[Text segment]
## begin

Re: [spa] Re: [spa] Semi-invisible font missed by SA

Posted by "Keith C. Ivey" <kc...@cpcug.org>.
Aleksander Adamowski <al...@altkom.pl> wrote:
> Raquel Rice wrote:

> >The problem with your theory, is that your bayes hasn't been trained
> >the way mine has, nor has mine been trained the way that Matt's has.
> > The likelihood of any given spam getting past two of us, let alone
> >all three of us, is very slim indeed.
> 
> Unfortunately the sample spam I've sent is quite good at defeating bayes 
> with its poison and hiding the poison from both Spamassassin rules and 
> the eye of the recipient.

Could you post the debug output from spamassassin for one of 
these messages?  I'm very curious to see why you think the 
poison is defeating Bayes.  It's certainly possible that every 
once in a while a spammer will randomly hit on a word that's a 
good nonspam indicator for you, but I don't believe it can 
happen for any substantial fraction of messages.

## end

[Task input]
## begin

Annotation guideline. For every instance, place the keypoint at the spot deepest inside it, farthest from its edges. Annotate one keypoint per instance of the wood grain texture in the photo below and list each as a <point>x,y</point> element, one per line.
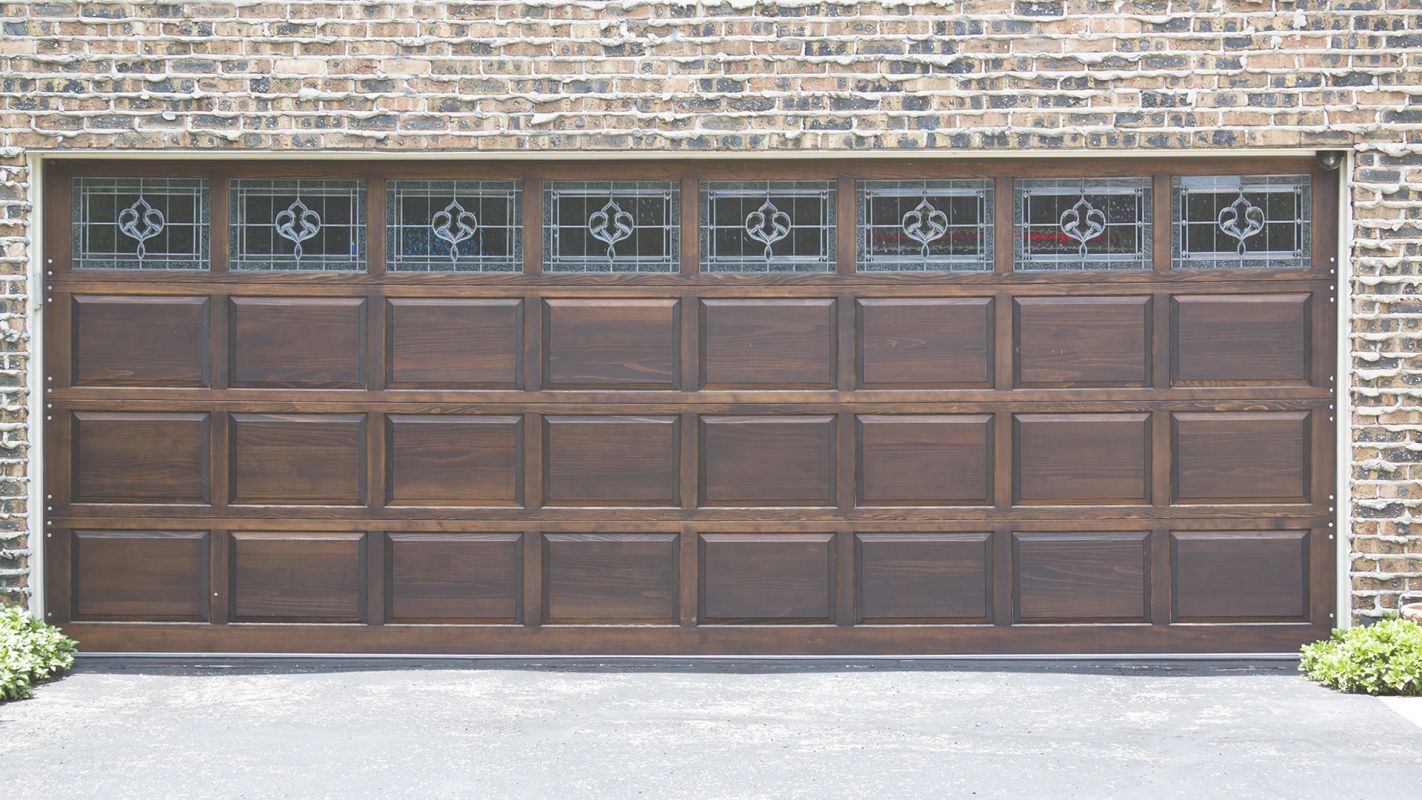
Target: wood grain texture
<point>297,459</point>
<point>767,579</point>
<point>925,343</point>
<point>445,343</point>
<point>767,461</point>
<point>768,343</point>
<point>1082,341</point>
<point>925,577</point>
<point>940,459</point>
<point>140,458</point>
<point>297,576</point>
<point>1242,338</point>
<point>297,343</point>
<point>140,574</point>
<point>612,344</point>
<point>140,341</point>
<point>1246,576</point>
<point>610,577</point>
<point>454,577</point>
<point>612,461</point>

## end

[To be done]
A – Answer these questions about the mailing list post, one per line:
(i) Besides her own and the addressee's, whose bayes training does Raquel Rice mention?
(ii) What does Keith C. Ivey ask to see for one of these messages?
(iii) According to Aleksander Adamowski, from what does the sample spam hide its poison?
B – Rescale the rows: write out every line again, requests included, with each coordinate in the answers multiplied by 0.45 and rounded to a whole number, halves rounded up. Leave out the pictures.
The mailing list post and the rows have nothing to do with each other.

[Solutions to the tasks]
A –
(i) Matt's
(ii) The debug output from spamassassin
(iii) From both Spamassassin rules and the eye of the recipient

B –
Annotation guideline. For every instance, place the keypoint at the spot deepest inside it, farthest from its edges. Annotate one keypoint per instance of the wood grain texture in the photo below and list each as a <point>x,y</point> element, one per line.
Target: wood grain texture
<point>134,207</point>
<point>345,261</point>
<point>416,154</point>
<point>200,154</point>
<point>345,207</point>
<point>346,154</point>
<point>487,153</point>
<point>416,260</point>
<point>423,207</point>
<point>63,206</point>
<point>134,259</point>
<point>559,152</point>
<point>134,154</point>
<point>63,258</point>
<point>275,155</point>
<point>63,153</point>
<point>561,259</point>
<point>275,260</point>
<point>204,260</point>
<point>275,207</point>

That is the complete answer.